> _Série d'exercices_
1/ Recopiez le passage de l'entretien sur l'éducation des enfants, de « Aldo Naouri. – » à « il a besoin. ».
2/ Poursuivez l'entretien avec Aldo Naouri sur l'éducation des enfants après sa dernière phrase.

> _Extrait_
Le retour du père fouettard ?

«Soyez des dictateurs !»

On peut bien le traiter de réac, il s’en moque. Le pédiatre Aldo Naouri, auteur d’un best-seller controversé *, persiste et signe : il faut empêcher les enfants de prendre le pouvoir dans la famille

Le Nouvel Observateur.A vous lire, on a le sentiment que les enfants, aujourd’hui, ont pris le pouvoir. Pour combattre leur toute-puissance, vous allez jusqu’à préconiser une éducation «dictatoriale» !
Aldo Naouri. – Les enfants n’ont pas pris le pouvoir ! On le leur a donné ! C’est pourquoi, et je l’assume, j’écris qu’il faut élever les enfants sur un mode dictatorial, «fasciste» même, pour en faire plus tard des démocrates. Car, si on les élève de façon démocratique, on en fera assurément plus tard les pires fascistes qui soient. Je persiste : dans l’ambiance d’infantolâtrie dans laquelle nous baignons, les ordres donnés aux enfants ne doivent pas être expliqués, ils doivent être exécutés. Un ordre est un ordre. Point. Si le parent cherche l’acquiescement, il fait de son enfant son juge, le conforte dans le déploiement de sa toute-puissance et inverse la hiérarchie rassurante dont il a besoin.

> _Listing fourni_
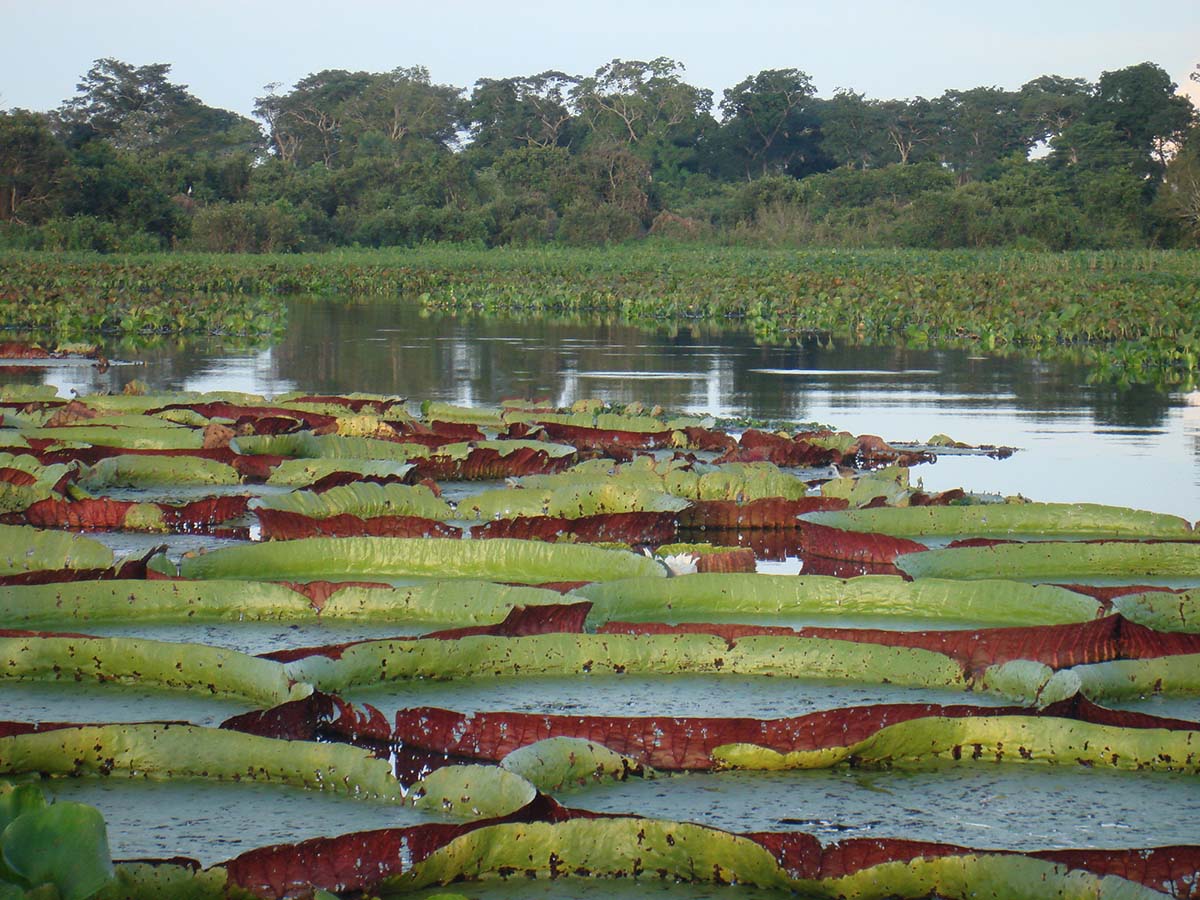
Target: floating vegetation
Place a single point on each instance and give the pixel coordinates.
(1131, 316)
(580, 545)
--
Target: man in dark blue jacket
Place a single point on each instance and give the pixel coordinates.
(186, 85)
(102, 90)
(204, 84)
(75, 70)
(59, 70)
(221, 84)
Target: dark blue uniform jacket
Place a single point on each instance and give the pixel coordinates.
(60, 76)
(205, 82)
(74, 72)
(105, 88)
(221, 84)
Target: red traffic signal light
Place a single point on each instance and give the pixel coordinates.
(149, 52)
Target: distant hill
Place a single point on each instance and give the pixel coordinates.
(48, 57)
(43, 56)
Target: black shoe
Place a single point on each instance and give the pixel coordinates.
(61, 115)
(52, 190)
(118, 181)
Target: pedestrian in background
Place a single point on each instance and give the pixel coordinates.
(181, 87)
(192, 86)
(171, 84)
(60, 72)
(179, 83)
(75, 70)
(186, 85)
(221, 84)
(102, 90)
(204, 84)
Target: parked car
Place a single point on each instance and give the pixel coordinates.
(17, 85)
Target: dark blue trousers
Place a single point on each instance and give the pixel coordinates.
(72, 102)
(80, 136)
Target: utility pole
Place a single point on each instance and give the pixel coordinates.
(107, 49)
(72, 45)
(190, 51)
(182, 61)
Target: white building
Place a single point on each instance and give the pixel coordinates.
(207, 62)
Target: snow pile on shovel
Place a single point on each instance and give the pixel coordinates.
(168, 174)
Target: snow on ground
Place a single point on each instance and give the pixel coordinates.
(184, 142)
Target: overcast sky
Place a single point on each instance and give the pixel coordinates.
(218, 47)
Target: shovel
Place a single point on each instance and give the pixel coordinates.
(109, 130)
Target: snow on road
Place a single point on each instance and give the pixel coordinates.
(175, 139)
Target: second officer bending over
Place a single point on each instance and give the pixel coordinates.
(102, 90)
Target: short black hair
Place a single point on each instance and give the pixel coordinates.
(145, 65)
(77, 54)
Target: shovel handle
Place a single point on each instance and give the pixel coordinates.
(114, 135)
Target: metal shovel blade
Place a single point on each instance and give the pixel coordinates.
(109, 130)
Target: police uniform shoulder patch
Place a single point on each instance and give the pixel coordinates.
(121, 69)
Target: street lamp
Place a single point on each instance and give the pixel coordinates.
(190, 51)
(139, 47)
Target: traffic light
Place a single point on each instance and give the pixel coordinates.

> _Réponses attendues_
1/
Aldo Naouri. – Les enfants n’ont pas pris le pouvoir ! On le leur a donné ! C’est pourquoi, et je l’assume, j’écris qu’il faut élever les enfants sur un mode dictatorial, «fasciste» même, pour en faire plus tard des démocrates. Car, si on les élève de façon démocratique, on en fera assurément plus tard les pires fascistes qui soient. Je persiste : dans l’ambiance d’infantolâtrie dans laquelle nous baignons, les ordres donnés aux enfants ne doivent pas être expliqués, ils doivent être exécutés. Un ordre est un ordre. Point. Si le parent cherche l’acquiescement, il fait de son enfant son juge, le conforte dans le déploiement de sa toute-puissance et inverse la hiérarchie rassurante dont il a besoin.

2/
N. O.Vous y allez fort !
A. Naouri. – Non. C’est folie de croire qu’une relation horizontale entre parents et enfants pourrait être satisfaisante. Regardez ce qui se passe entre Nicolas Sarkozy et les Français. Il est président de la République, tout en haut de la pyramide où les électeurs l’ont placé. Et voilà qu’il dit à un homme : «Casse-toi, pauvre con !» Et à un autre : «Descends, je te casse la gueule !» Eh bien, au-delà des mots, évidemment, c’est cette horizontalité que les Français n’ont pas supportée. C’est la même chose entre parents et enfants. Il faut de la verticalité. Ne pas se placer au même niveau. Etre copain avec ses enfants, c’est la pire maltraitance qu’on puisse leur infliger. Trop de sollicitude tue la sollicitude. Les parents ont tellement peur de traumatiser leurs enfants ! Ils n’ont que ce mot à la bouche. C’est une soupe psychologique qui les a conduits là où ils sont aujourd’hui. En réalité, il s’agit d’un alibi commode à leur paresse et à leur désir effréné de plaire à leurs enfants.
N. O.Vous faites l’éloge de la frustration, à une époque où régnerait l’enfant-roi, voire l’enfant-tyran.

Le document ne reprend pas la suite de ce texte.